_Required tasks_
A. In the Camp Lawton article, restate the paragraph beginning "Georgia officials say the discoveries" in a single shorter sentence that keeps its main facts.
B. Reproduce the Camp Lawton article word for word between "Georgia officials say" and "Atlanta to Savannah.", inclusive.
C. Resume the Camp Lawton article, picking up right after its final sentence.

_Passage given_
Georgia student’s project unearths discoveries from Civil War POW camp destroyed by Sherman
By Russ Bynum, APWednesday, August 18, 2010
Georgia archaeologists find Confederate POW camp
SAVANNAH, Ga. — Preserved for nearly 150 years, perhaps by its own obscurity, a short-lived Confederate prison camp began yielding treasures from the Civil War almost as soon as archeologists began searching for it in southeastern Georgia.
They found a corroded bronze buckle used to fasten tourniquets during amputations, a makeshift tobacco pipe with teeth marks in the stem, and a picture frame folded and kept after the daguerreotype it held was lost.
Georgia officials say the discoveries, announced Wednesday, were made by a 36-year-old graduate student at Georgia Southern University who set out to find Camp Lawton for his thesis project in archaeology.
He stunned experienced pros by not only pinpointing the site, but also unearthing rare artifacts from a prison camp known as little more than a historical footnote on the path of Gen. William T. Sherman’s devasting march from Atlanta to Savannah.

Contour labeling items
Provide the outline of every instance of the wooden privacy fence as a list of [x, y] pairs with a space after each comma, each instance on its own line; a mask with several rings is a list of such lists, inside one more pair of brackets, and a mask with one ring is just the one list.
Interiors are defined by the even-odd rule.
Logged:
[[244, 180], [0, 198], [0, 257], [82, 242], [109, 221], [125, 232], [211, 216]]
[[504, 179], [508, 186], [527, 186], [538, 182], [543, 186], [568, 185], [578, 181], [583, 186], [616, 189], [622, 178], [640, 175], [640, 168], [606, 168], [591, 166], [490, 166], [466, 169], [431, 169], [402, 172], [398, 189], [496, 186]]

_Replies_
A. Georgia officials announced Wednesday that the finds came from a 36-year-old Georgia Southern University graduate student who was searching for Camp Lawton for his archaeology thesis.

B.
Georgia officials say the discoveries, announced Wednesday, were made by a 36-year-old graduate student at Georgia Southern University who set out to find Camp Lawton for his thesis project in archaeology.
He stunned experienced pros by not only pinpointing the site, but also unearthing rare artifacts from a prison camp known as little more than a historical footnote on the path of Gen. William T. Sherman’s devasting march from Atlanta to Savannah.

C.
“What makes Camp Lawton so unique is it’s one of those little frozen moments in time, and you don’t get those very often,” said Dave Crass, Georgia’s state archaeologist. “Most professional archaeologists who ever thought about Camp Lawton came to the implicit conclusion that, because people weren’t there very long, there wouldn’t be much to find.”
Camp Lawton imprisoned more than 10,000 Union troops after it opened in October 1864 to replace the infamously hellish war prison at Andersonville. But it lasted barely six weeks before Sherman’s army arrived in November and burned it.
The camp’s brief existence made it a low priority among scholars. While known to be in or near Magnolia Springs State Park outside Millen, 50 miles south of Augusta, the camp’s exact location was never verified.
That task last year fell to Georgia Southern student Kevin Chapman. The state Department of Natural Resources offered Chapman a chance to pursue his master’s thesis by searching the park grounds for evidence of the 15-foot pine posts that formed Camp Lawton’s stockade walls.
The work started in December. By February, Chapman, his professor and about a dozen other students had dug up stains in the dirt left by rotting wood and forming a straight line — remnants of the stockade wall.
About 1/4 mile away, on adjacent land owned by the U.S. Fish and Wildlife Service, they used a metal detector to find something else: a pre-Civil War penny about the size of a half-dollar. They were surprised nobody had beaten them to it.
“We thought, holy cow, in order for us to find an artifact like this, this site has to be undisturbed,” Chapman said. “To find a Civil War site that hasn’t been looted is extremely rare.”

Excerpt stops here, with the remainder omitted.